*Task goal:*
The answer is the data repeated in full, with no pictures included.

Image point grounding data:
● ● ● ● ● ● ●
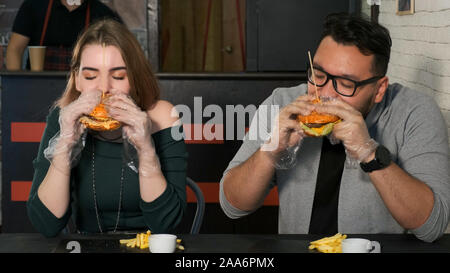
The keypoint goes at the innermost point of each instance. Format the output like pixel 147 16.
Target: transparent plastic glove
pixel 352 131
pixel 68 143
pixel 287 135
pixel 136 133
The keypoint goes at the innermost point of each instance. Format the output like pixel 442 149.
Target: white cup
pixel 162 243
pixel 358 245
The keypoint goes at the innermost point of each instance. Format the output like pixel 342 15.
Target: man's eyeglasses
pixel 343 86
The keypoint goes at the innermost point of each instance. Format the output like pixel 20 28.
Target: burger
pixel 317 125
pixel 99 120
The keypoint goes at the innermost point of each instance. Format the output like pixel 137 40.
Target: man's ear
pixel 382 86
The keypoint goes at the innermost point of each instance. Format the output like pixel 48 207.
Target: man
pixel 398 135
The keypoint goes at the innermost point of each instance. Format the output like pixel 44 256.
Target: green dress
pixel 161 215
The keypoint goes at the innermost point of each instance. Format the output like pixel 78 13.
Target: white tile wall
pixel 420 56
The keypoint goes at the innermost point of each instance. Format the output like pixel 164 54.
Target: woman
pixel 88 175
pixel 55 24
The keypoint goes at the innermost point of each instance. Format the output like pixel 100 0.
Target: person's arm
pixel 162 161
pixel 44 220
pixel 16 47
pixel 409 200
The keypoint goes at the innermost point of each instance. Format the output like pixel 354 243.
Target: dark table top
pixel 212 243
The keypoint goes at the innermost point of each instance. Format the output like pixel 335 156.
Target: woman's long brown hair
pixel 144 87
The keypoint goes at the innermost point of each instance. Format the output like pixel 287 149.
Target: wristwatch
pixel 382 160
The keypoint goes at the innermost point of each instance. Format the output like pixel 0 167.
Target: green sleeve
pixel 42 219
pixel 165 213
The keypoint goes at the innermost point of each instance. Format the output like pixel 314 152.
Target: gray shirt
pixel 407 122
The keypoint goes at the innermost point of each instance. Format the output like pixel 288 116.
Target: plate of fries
pixel 141 241
pixel 331 244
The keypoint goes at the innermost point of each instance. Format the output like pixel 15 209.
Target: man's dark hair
pixel 369 37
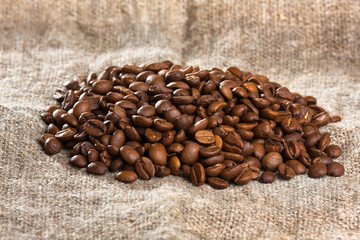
● ● ● ● ● ● ●
*Answer to the problem:*
The keypoint goes at the innermost point of each instance. Format the output like pixel 147 16.
Target: transparent plastic glove
pixel 352 131
pixel 68 143
pixel 287 135
pixel 136 133
The keypoint goes at the innermost point of each instance. Format the output like pixel 442 149.
Target: white cup
pixel 162 243
pixel 358 245
The keypoint goes at the innermost point of each instance. Format the output like pixel 342 15.
Target: man's eyeglasses
pixel 343 86
The keypoint goes at the innermost point of each instance. Format the output like pixel 20 28.
Target: burger
pixel 317 125
pixel 99 120
The keypoint goes at the innermost point of each instance. Format the output like pixel 137 40.
Target: man's ear
pixel 382 86
The keypoint goes at the innermost point of each instance. Format the output like pixel 48 207.
Target: man
pixel 398 135
The keypoint goes at the innermost point of each instance. Format the output like pixel 44 256.
Target: green dress
pixel 161 215
The keypoint goes at the innermost point of each instance. Format the output like pixel 78 13.
Target: white tile wall
pixel 420 56
The keypoint goes at the innermost point of each instance. Format the output like pixel 164 54.
Target: woman
pixel 88 175
pixel 55 24
The keypoint goes at the innermost point of each instance. Format the output like pixel 100 0.
Target: person's arm
pixel 162 161
pixel 44 220
pixel 16 47
pixel 409 200
The keypoint goes at the innermost point of each instance. Format the output like pixel 354 243.
Target: dark table top
pixel 212 243
The keypoint goes at the innermost point of each instance. Format the output like pixel 335 156.
Target: woman's long brown hair
pixel 144 87
The keypoint goes at the innermost point of each instance. Format the output like pixel 287 149.
Target: wristwatch
pixel 382 160
The keypoint goes at the innermost point of each instance. Format the output like pixel 0 167.
Target: green sleeve
pixel 42 219
pixel 165 213
The keypoint goes at the innermost point of each instance. Format the output like pixel 314 152.
Target: gray shirt
pixel 407 122
The keypoint goes at the innermost point of each instance. Format the output like pixel 288 116.
Target: plate of fries
pixel 141 241
pixel 331 244
The keypoint goes at the innermost point of each instance. Format the output like pixel 15 209.
Target: man's dark hair
pixel 369 37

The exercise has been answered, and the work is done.